** BEGIN **

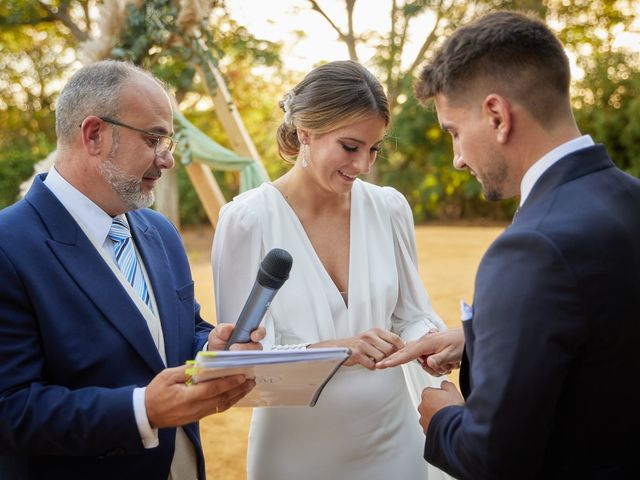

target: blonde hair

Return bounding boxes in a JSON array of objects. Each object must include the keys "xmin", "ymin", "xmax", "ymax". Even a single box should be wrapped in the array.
[{"xmin": 277, "ymin": 60, "xmax": 391, "ymax": 160}]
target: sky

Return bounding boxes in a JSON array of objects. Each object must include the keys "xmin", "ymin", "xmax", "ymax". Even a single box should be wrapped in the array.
[
  {"xmin": 225, "ymin": 0, "xmax": 430, "ymax": 71},
  {"xmin": 225, "ymin": 0, "xmax": 640, "ymax": 76}
]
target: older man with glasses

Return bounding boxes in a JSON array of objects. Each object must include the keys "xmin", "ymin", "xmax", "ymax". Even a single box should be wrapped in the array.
[{"xmin": 0, "ymin": 61, "xmax": 264, "ymax": 480}]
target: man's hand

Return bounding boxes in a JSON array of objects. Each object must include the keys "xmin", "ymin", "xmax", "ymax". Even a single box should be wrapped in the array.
[
  {"xmin": 418, "ymin": 380, "xmax": 464, "ymax": 434},
  {"xmin": 144, "ymin": 366, "xmax": 255, "ymax": 428},
  {"xmin": 376, "ymin": 328, "xmax": 464, "ymax": 377},
  {"xmin": 310, "ymin": 327, "xmax": 404, "ymax": 370},
  {"xmin": 207, "ymin": 323, "xmax": 267, "ymax": 350}
]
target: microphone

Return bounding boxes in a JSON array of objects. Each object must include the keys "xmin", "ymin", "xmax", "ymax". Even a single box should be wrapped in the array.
[{"xmin": 225, "ymin": 248, "xmax": 293, "ymax": 350}]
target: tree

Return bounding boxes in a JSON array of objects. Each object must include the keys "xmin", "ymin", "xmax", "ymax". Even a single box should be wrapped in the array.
[
  {"xmin": 0, "ymin": 0, "xmax": 285, "ymax": 223},
  {"xmin": 308, "ymin": 0, "xmax": 640, "ymax": 221}
]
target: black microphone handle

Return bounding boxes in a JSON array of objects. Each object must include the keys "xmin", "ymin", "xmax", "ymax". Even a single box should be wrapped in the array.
[{"xmin": 224, "ymin": 281, "xmax": 278, "ymax": 350}]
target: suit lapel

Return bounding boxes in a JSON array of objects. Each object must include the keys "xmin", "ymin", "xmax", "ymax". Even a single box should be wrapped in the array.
[
  {"xmin": 513, "ymin": 144, "xmax": 614, "ymax": 218},
  {"xmin": 26, "ymin": 176, "xmax": 164, "ymax": 372},
  {"xmin": 127, "ymin": 212, "xmax": 180, "ymax": 365}
]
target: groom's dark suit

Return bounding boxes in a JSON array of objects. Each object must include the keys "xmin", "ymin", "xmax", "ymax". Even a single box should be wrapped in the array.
[
  {"xmin": 425, "ymin": 145, "xmax": 640, "ymax": 480},
  {"xmin": 0, "ymin": 174, "xmax": 211, "ymax": 480}
]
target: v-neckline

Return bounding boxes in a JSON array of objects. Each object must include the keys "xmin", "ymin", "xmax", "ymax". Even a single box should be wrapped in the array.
[{"xmin": 265, "ymin": 180, "xmax": 358, "ymax": 310}]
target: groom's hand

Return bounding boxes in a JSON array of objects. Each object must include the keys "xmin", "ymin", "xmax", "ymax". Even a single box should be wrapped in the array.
[{"xmin": 376, "ymin": 328, "xmax": 464, "ymax": 377}]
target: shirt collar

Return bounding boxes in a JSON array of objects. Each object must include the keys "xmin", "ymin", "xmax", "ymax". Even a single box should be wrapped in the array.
[
  {"xmin": 44, "ymin": 167, "xmax": 128, "ymax": 245},
  {"xmin": 520, "ymin": 135, "xmax": 595, "ymax": 206}
]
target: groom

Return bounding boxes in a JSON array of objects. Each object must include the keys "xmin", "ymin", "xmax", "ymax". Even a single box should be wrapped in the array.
[{"xmin": 380, "ymin": 8, "xmax": 640, "ymax": 480}]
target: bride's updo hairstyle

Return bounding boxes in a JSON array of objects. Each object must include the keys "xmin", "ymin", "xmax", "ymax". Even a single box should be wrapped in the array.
[{"xmin": 277, "ymin": 60, "xmax": 391, "ymax": 161}]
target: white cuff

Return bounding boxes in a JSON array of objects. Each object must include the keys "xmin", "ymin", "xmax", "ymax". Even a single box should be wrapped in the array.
[
  {"xmin": 400, "ymin": 318, "xmax": 440, "ymax": 342},
  {"xmin": 133, "ymin": 387, "xmax": 160, "ymax": 448},
  {"xmin": 271, "ymin": 343, "xmax": 311, "ymax": 350}
]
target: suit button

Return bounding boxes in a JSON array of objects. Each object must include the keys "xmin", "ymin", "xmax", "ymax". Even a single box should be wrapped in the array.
[{"xmin": 104, "ymin": 447, "xmax": 126, "ymax": 457}]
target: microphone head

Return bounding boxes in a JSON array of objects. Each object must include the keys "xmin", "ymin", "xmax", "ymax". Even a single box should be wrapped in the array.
[{"xmin": 257, "ymin": 248, "xmax": 293, "ymax": 290}]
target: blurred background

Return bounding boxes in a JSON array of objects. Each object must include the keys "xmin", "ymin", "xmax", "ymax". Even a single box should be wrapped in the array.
[{"xmin": 0, "ymin": 0, "xmax": 640, "ymax": 226}]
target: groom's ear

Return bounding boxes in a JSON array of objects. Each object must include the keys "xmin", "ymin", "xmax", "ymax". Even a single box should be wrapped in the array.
[{"xmin": 482, "ymin": 93, "xmax": 512, "ymax": 144}]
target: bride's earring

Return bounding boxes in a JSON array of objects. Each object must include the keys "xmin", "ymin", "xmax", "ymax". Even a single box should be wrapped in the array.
[{"xmin": 302, "ymin": 143, "xmax": 309, "ymax": 168}]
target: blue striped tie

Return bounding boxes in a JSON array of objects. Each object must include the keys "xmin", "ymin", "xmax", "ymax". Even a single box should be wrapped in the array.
[{"xmin": 107, "ymin": 217, "xmax": 151, "ymax": 307}]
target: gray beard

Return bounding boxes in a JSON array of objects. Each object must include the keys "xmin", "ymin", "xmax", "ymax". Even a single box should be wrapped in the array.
[{"xmin": 98, "ymin": 144, "xmax": 155, "ymax": 210}]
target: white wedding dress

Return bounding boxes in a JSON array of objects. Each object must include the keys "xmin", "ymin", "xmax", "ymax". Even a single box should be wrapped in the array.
[{"xmin": 212, "ymin": 180, "xmax": 450, "ymax": 480}]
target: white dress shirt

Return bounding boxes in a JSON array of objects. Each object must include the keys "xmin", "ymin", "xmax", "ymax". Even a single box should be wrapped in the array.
[
  {"xmin": 44, "ymin": 167, "xmax": 159, "ymax": 448},
  {"xmin": 520, "ymin": 135, "xmax": 595, "ymax": 207}
]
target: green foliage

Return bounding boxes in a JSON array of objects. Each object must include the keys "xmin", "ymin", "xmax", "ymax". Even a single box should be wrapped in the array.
[
  {"xmin": 0, "ymin": 0, "xmax": 640, "ymax": 225},
  {"xmin": 574, "ymin": 52, "xmax": 640, "ymax": 177},
  {"xmin": 378, "ymin": 80, "xmax": 515, "ymax": 222}
]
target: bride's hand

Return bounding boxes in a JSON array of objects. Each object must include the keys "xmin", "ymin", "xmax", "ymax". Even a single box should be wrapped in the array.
[{"xmin": 317, "ymin": 327, "xmax": 404, "ymax": 370}]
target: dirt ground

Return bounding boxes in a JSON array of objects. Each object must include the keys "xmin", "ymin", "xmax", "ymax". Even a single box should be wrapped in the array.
[{"xmin": 183, "ymin": 226, "xmax": 504, "ymax": 480}]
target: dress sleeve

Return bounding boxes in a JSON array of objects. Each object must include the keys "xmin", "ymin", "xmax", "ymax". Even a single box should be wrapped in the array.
[
  {"xmin": 384, "ymin": 187, "xmax": 447, "ymax": 341},
  {"xmin": 384, "ymin": 187, "xmax": 449, "ymax": 416},
  {"xmin": 211, "ymin": 201, "xmax": 263, "ymax": 330}
]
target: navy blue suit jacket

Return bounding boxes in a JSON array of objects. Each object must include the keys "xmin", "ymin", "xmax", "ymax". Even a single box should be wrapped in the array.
[
  {"xmin": 0, "ymin": 176, "xmax": 212, "ymax": 480},
  {"xmin": 425, "ymin": 145, "xmax": 640, "ymax": 480}
]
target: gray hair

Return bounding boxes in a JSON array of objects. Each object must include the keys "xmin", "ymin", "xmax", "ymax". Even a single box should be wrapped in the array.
[
  {"xmin": 56, "ymin": 60, "xmax": 167, "ymax": 146},
  {"xmin": 277, "ymin": 60, "xmax": 391, "ymax": 160}
]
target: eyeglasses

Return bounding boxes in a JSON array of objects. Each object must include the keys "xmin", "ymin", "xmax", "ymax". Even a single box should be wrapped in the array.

** END **

Exercise description —
Include both ends. Return the line holding "target: navy blue suit jacket" and all lines after it in the records above, exactly as written.

Full output —
target: navy blue suit jacket

Return bounding boxes in a JSON array of objects. Each object must include the keys "xmin", "ymin", "xmax", "ymax". Even a single box should be wrapped in the array.
[
  {"xmin": 0, "ymin": 176, "xmax": 212, "ymax": 480},
  {"xmin": 425, "ymin": 145, "xmax": 640, "ymax": 480}
]
target: gray hair

Return bounding boxes in a JSON array of objects. Each object must include the keys "xmin", "ymin", "xmax", "ymax". Even a single box should be wrapped in the array.
[
  {"xmin": 56, "ymin": 60, "xmax": 167, "ymax": 146},
  {"xmin": 277, "ymin": 60, "xmax": 391, "ymax": 160}
]
target: eyeglasses

Return bounding boxes in a JSON array of objects. Each object must include the keys "xmin", "ymin", "xmax", "ymax". Even a single box should be wrapped in the array.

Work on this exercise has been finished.